§ TASKS FOR THIS EXERCISE
a. Translate this sentence from the piece on snake milking into Spanish: "The article focused on one Jim Harrison who, for over 40 years, has milked up to 1,000 snakes per week, with the venom used for drug research."
b. Answer these questions using the piece on snake milking:
(i) How many times has Harrison been bitten over the years?
(ii) What zoo does Harrison own and run?
(iii) Which country has the world's highest rate of snake bite deaths per person?

What better way to spend a lazy summer Friday work day than pondering a job you’ll never hold – and, in truth, have likely never heard of. At least I’d never heard of it, until I saw a short bit in a recent Sunday NY Times magazine.
The article focused on one Jim Harrison who, for over 40 years, has milked up to 1,000 snakes per week, with the venom used for drug research.
Bad enough that you can get bitten – Harrison has been 10 times over the years – or end up, as Harrison did, with an amputated fingertip when that fingertip had a way too close encounter with a horned viper. It gets even worse. And that’s because, when you’re milking the fang end of the snake, that snake may well be shitting on you.
‘‘When I’m done extracting the cobras, I’m covered in feces and my wife won’t come close to me,’’ Harrison says. (Source: NY Times)
Well, this might not be the absolute bottom of the jobs I wouldn’t want. That would probably be executioner. But it would be right down there in the bad job snakepit.
Reading about Harrison made me want to learn more about him and venom extractors. Fortunately there was an old Business Insider article that filled in a number of gaps.
In the BI article, I found that a Harrison, who owns (and runs) the Kentucky Reptile Zoo, actually does snake milking for free. He started out, career-wise, as a police officer. This gig lasted until he was run down by a stolen car, which gave him a pension that could support his reptilian interests. Being a herpetologist – the fancy name for snake milker – is a labor of love.
The potentially life-saving uses [pain, cancer, strokes, Alzheimer’s] of snake venom are the backbone of why Harrison loves what he does. Helping a cause is the best part of his job, he says, and his proudest moment to date is a project that's currently underway.
Harrison is involved with an organization called Animal Venom Research International (AVRI). They are working to develop an antivenom for Sri Lanka, which has the world's highest rate of snake bite deaths per person, with a large number of the victims being children, Harrison says. (Source: Business Insider)
Well, I’m glad there’s someone willing to do this. Just not me, snakes not being my favorite member of the animal kingdom. Oh, I’m okay with the odd garter snake, but mostly I’m just not a snake person. In the animal pantheon, I’m not sure if they rate above or below rats, but snakes are surely the stuff of nightmares. (And let’s not go Freudian on me here. Fish are one thing, but there’s just something plain creepy and off-putting about a legless, armless land creature. Evolve, why don’t you, and stop slithering, snakily sneaking around.)

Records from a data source
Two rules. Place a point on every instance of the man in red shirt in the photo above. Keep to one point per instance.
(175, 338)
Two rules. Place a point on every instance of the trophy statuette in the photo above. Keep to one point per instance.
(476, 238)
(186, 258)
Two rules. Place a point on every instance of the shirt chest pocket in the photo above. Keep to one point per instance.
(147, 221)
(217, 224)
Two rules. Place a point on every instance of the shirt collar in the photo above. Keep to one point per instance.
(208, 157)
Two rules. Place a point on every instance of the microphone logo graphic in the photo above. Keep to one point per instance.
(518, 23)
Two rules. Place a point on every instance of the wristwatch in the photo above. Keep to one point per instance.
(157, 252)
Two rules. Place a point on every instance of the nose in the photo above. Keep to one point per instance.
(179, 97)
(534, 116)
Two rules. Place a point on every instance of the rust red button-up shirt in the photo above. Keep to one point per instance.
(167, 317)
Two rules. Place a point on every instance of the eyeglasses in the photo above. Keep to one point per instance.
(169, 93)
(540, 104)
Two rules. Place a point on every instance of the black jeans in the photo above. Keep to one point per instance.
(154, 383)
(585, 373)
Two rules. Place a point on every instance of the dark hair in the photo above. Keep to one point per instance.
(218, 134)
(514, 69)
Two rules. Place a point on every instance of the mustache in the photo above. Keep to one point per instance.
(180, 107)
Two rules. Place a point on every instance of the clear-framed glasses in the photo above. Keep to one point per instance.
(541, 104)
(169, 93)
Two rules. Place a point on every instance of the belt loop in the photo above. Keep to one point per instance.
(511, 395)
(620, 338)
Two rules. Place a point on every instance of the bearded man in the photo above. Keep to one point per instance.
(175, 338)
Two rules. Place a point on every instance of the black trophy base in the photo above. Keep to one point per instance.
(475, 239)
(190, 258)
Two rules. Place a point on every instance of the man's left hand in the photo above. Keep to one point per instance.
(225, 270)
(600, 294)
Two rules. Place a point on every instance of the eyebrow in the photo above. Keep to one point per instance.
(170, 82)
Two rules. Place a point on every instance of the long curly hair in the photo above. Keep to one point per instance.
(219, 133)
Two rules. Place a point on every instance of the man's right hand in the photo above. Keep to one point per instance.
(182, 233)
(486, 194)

§ OUTPUTS FOR THE TASKS
a. El artículo se centraba en un tal Jim Harrison que, durante más de 40 años, ha ordeñado hasta 1.000 serpientes por semana, y el veneno se utiliza para la investigación de fármacos.

b.
(i) 10 times
(ii) The Kentucky Reptile Zoo
(iii) Sri Lanka